From the data, copy out every line in which the word "soil" appears.

####################

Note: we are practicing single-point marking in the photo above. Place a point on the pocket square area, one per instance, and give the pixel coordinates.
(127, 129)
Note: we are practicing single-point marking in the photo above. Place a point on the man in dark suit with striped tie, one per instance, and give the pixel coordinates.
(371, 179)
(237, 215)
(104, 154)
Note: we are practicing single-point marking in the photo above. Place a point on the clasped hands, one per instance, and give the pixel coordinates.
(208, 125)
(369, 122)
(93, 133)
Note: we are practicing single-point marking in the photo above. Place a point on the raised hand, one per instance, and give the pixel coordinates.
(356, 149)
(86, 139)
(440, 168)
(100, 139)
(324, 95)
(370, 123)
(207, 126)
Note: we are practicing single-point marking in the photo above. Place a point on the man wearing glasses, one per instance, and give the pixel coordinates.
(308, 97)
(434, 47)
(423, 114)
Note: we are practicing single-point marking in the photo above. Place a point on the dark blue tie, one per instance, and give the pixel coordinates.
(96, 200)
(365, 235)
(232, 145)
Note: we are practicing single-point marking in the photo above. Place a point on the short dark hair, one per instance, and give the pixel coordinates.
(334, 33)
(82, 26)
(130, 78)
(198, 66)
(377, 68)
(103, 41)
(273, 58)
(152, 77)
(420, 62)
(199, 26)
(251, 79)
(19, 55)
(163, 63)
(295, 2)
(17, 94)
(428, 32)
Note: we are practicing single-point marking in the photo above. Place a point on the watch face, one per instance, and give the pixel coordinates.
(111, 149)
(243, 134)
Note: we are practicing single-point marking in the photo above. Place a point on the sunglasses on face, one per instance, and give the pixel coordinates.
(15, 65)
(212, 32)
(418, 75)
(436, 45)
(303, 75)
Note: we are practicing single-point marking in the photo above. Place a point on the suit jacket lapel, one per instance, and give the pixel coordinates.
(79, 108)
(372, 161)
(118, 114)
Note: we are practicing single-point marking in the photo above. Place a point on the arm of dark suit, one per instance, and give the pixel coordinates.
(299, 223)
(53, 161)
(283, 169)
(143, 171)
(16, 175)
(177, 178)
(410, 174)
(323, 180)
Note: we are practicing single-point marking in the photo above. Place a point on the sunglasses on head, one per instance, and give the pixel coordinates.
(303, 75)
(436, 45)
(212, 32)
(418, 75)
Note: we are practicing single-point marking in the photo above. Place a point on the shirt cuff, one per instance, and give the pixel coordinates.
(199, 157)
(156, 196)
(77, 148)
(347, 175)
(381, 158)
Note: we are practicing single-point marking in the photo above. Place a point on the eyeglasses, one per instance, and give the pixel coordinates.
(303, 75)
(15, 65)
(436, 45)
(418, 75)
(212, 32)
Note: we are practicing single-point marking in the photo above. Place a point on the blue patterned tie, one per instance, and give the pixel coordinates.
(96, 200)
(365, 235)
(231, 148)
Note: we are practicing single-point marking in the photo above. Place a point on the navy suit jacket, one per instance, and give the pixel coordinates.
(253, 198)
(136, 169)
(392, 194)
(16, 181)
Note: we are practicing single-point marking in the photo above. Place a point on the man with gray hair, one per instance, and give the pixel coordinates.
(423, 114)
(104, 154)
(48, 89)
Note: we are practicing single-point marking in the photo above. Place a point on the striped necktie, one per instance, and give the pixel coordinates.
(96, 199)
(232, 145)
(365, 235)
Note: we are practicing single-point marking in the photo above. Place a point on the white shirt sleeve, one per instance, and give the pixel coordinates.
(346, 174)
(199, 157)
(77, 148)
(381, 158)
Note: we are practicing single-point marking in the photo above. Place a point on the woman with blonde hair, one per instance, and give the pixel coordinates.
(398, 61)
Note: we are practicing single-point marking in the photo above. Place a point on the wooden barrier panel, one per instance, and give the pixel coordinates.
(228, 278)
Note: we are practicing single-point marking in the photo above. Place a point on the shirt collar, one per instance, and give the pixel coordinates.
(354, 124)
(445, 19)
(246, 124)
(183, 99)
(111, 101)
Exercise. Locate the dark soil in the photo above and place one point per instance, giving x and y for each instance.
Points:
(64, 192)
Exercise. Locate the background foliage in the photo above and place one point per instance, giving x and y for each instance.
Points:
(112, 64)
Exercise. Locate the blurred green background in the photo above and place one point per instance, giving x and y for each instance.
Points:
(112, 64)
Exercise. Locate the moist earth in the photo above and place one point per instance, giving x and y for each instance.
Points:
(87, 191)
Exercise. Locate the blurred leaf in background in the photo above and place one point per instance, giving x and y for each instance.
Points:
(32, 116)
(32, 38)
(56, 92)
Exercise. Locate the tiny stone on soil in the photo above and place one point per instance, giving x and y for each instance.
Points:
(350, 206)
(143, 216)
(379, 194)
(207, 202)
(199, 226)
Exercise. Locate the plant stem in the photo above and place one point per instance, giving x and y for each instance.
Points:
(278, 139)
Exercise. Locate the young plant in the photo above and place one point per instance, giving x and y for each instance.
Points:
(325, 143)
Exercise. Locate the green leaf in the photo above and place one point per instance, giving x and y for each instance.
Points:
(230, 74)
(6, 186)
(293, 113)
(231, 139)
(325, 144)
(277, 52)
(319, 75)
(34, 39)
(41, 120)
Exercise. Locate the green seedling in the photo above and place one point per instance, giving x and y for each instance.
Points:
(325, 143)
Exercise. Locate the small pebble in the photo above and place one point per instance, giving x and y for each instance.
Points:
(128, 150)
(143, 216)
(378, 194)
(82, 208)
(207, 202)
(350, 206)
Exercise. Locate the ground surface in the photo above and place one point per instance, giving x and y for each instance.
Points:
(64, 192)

####################

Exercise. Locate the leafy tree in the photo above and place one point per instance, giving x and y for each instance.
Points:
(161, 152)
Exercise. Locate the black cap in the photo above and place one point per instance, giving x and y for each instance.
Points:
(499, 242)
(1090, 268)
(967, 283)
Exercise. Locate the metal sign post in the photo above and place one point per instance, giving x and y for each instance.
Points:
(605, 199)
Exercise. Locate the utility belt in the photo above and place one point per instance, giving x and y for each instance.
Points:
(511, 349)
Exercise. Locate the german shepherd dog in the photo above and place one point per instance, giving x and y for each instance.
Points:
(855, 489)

####################

* _Answer box_:
Exercise. Locate the dark soil in the photo above and place one point per instance, giving x and y for each instance.
Exercise. Locate the tiny stone on soil in the photo above and place one point per instance, giving x and y for each instance.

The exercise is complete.